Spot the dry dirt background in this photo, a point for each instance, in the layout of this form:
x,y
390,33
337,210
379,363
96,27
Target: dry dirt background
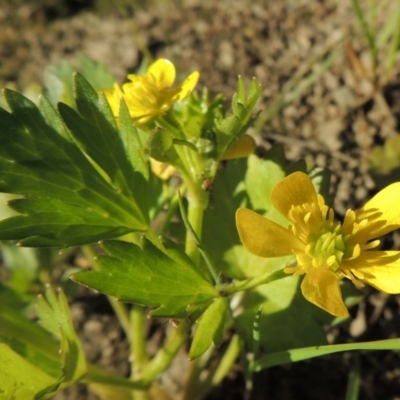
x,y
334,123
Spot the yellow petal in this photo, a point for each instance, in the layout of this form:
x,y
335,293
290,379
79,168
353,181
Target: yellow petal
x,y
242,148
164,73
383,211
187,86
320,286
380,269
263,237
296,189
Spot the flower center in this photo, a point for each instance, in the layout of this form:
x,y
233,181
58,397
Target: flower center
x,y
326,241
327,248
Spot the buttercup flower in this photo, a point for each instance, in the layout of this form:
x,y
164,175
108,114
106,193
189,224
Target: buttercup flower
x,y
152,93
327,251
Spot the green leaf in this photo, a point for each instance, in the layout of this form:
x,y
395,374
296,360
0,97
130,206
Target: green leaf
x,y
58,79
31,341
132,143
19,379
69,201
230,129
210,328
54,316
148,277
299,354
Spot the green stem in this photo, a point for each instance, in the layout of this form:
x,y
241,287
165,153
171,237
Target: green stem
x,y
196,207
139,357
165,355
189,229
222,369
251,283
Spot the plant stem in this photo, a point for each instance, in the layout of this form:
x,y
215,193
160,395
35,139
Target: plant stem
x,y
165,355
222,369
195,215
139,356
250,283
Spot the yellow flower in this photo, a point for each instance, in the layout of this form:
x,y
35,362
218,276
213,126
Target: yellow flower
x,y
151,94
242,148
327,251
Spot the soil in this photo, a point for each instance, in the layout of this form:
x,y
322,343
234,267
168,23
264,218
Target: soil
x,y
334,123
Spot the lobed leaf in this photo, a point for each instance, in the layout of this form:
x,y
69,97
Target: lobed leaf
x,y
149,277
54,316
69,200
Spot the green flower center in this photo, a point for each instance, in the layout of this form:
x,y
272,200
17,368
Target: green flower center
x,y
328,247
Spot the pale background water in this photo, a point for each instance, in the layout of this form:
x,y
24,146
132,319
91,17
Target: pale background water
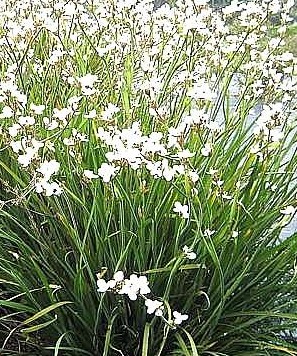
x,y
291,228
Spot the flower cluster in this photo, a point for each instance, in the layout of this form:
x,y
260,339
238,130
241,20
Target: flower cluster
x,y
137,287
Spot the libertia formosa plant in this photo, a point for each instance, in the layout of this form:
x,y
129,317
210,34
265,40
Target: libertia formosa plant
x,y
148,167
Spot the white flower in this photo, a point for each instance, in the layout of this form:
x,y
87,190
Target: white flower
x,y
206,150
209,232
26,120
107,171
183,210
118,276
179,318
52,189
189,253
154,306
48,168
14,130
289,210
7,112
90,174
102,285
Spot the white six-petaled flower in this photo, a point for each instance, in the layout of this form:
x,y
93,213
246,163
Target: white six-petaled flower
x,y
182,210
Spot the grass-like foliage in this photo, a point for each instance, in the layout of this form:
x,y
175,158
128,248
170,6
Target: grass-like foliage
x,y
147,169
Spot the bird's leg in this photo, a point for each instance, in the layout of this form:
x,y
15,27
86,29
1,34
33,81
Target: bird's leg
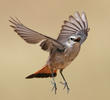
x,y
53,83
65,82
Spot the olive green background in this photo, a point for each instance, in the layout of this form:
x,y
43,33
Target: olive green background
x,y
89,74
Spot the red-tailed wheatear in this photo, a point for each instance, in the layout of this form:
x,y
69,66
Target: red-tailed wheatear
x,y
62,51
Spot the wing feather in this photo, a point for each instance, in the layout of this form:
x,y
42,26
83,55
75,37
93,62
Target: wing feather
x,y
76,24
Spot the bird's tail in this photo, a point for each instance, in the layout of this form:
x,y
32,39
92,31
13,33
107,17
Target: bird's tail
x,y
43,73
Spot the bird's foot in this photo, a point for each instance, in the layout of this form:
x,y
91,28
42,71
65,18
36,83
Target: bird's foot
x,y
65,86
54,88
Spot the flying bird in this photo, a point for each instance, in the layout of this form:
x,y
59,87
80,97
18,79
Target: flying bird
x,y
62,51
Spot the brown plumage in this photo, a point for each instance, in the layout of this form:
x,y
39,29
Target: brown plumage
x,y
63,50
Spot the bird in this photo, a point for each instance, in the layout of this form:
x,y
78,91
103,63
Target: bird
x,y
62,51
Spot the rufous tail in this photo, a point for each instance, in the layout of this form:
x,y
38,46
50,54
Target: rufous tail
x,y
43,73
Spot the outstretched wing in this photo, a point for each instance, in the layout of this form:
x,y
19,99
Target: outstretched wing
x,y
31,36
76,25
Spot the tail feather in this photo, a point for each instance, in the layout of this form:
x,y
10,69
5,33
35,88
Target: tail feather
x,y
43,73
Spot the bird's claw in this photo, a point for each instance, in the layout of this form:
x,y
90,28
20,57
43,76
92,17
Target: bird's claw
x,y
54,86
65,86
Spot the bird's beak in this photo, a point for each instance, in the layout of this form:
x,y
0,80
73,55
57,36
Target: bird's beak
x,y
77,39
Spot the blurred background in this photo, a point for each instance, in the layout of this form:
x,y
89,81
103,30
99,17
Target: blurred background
○ ○ ○ ○ ○ ○ ○
(EXERCISE) Copy out all of the records above with every "Spot" swapped for "Locate" and nothing else altered, and leave the pictures out.

(EXPECTED OUTPUT)
Locate the dry dirt background in this photo, a point for each instance, in the layout of this form:
x,y
390,33
337,210
379,363
96,27
Target: dry dirt background
x,y
334,123
Locate the yellow petal in this photo, a point for each instance, in the layout of this form:
x,y
335,293
290,379
79,168
353,181
Target: yellow petal
x,y
242,148
164,73
383,211
187,86
320,286
380,269
263,237
296,189
Locate the flower center in this photo, a point for each instance, in the layout of this form:
x,y
233,181
58,397
Target: flower center
x,y
326,241
327,248
Locate the buttercup flower in this photo, a point for each instance, in the layout of this form:
x,y
164,175
108,114
106,193
189,224
Target: buttercup flower
x,y
152,93
327,251
Locate the green leaf in this photo, a point for each instance, in the layout of this form:
x,y
395,374
296,360
0,97
130,206
Target: green leaf
x,y
58,79
31,341
132,143
19,379
69,201
230,129
210,328
54,316
148,277
299,354
Locate the green stem in this photo, a point for each instance, in the layout of this form:
x,y
241,287
165,153
171,237
Target: green stem
x,y
196,207
139,357
165,355
189,229
222,369
251,283
Locate the plant stem in this photo, a point for each instance, in the layout of this form:
x,y
215,193
160,395
35,139
Target: plant stem
x,y
165,355
222,369
195,215
139,356
250,283
Locate the yellow flower in this photo, a point for each instance, in the layout of this form:
x,y
35,362
218,276
213,126
Target: yellow flower
x,y
151,94
242,148
327,251
Locate the soil in this photo, a point for each instance, in the layout of this form:
x,y
322,343
234,267
168,23
264,218
Target: soil
x,y
334,123
Locate the lobed leaf in this photo, a point for each instance, in the layout of this form:
x,y
69,97
Target: lobed leaf
x,y
149,277
54,316
69,200
Locate the green flower center in this photo, a point for each instance, in the layout of this form:
x,y
272,200
17,368
Target: green flower center
x,y
328,247
Locate the pale background water in this photo, a point for each instance, in the layout of this form:
x,y
24,146
132,319
91,17
Target: pale background water
x,y
291,228
Locate the flower cluster in this photo, a point for each instance, in the layout of this form:
x,y
260,339
238,130
241,20
Target: flower cluster
x,y
137,287
Locate the libertia formosa plant in this photo, a point for each instance, in the layout of this form:
x,y
129,317
210,34
265,40
Target: libertia formosa plant
x,y
148,167
Locate the white flower in this photo, a point for each instance, in the layout of this form:
x,y
87,190
Target: white flower
x,y
206,150
209,232
26,120
107,171
183,210
118,276
179,318
52,189
189,253
154,306
48,168
14,130
289,210
7,112
90,174
102,285
Locate the white six-petaled flower in this photo, a point for each instance, in the layout of this form:
x,y
93,213
246,163
Target: white six-petaled flower
x,y
182,210
Locate the grass-like foliage in this photo, a point for each instance, in the layout of this form:
x,y
175,158
128,248
170,6
Target: grass-like foliage
x,y
147,169
Locate the bird's leg in this photo, a point for each instance, in the layout of this form:
x,y
15,27
86,29
1,34
33,81
Target: bird's leg
x,y
53,83
65,82
Locate the olive green background in this photo, a point for each instance, in the layout of this form:
x,y
43,33
Target: olive green background
x,y
89,74
Locate the red-tailed wheatear in this photo, a point for each instance, in the layout of this form:
x,y
69,66
Target: red-tailed wheatear
x,y
62,51
Locate the wing feather in this photo, a point for each instance, in the layout of this form:
x,y
42,26
83,55
75,37
93,62
Target: wing feather
x,y
76,24
Locate the bird's tail in this photo, a point for each instance, in the layout of this form:
x,y
32,39
92,31
13,33
107,17
Target: bird's tail
x,y
43,73
Locate the bird's foot in this photo, a point for each instance, in the layout of this form:
x,y
91,28
42,71
65,18
36,83
Target: bird's foot
x,y
65,86
54,88
Locate the flying bird in this photo, a point for each instance, in the layout of this form:
x,y
59,87
80,97
18,79
Target: flying bird
x,y
62,51
Locate the brown plumage in this photo, a point for each instance, in the layout of this form:
x,y
39,29
Target: brown plumage
x,y
63,50
Locate the bird in this photo, a point for each instance, in the layout of this form:
x,y
78,91
103,63
Target: bird
x,y
62,51
Locate the rufous tail in this photo, a point for each instance, in the layout of this form:
x,y
38,46
50,54
Target: rufous tail
x,y
43,73
Locate the outstretched wing in this photo, a point for each instance, in the layout of this form:
x,y
19,99
Target: outstretched wing
x,y
31,36
76,25
Locate the tail feather in this photo, a point for each instance, in the layout of this form:
x,y
10,69
5,33
35,88
Target: tail feather
x,y
43,73
Locate the bird's claw in this photo, a point for each instance, in the layout of this form:
x,y
90,28
20,57
43,76
92,17
Target: bird's claw
x,y
54,86
65,86
Locate the bird's beak in this photo, a point for each instance, in the layout of this form:
x,y
0,80
73,55
57,36
Target: bird's beak
x,y
77,39
Locate the blurred background in this photo, a point for each instance, in the layout of this form:
x,y
89,81
103,30
99,17
Target: blurred background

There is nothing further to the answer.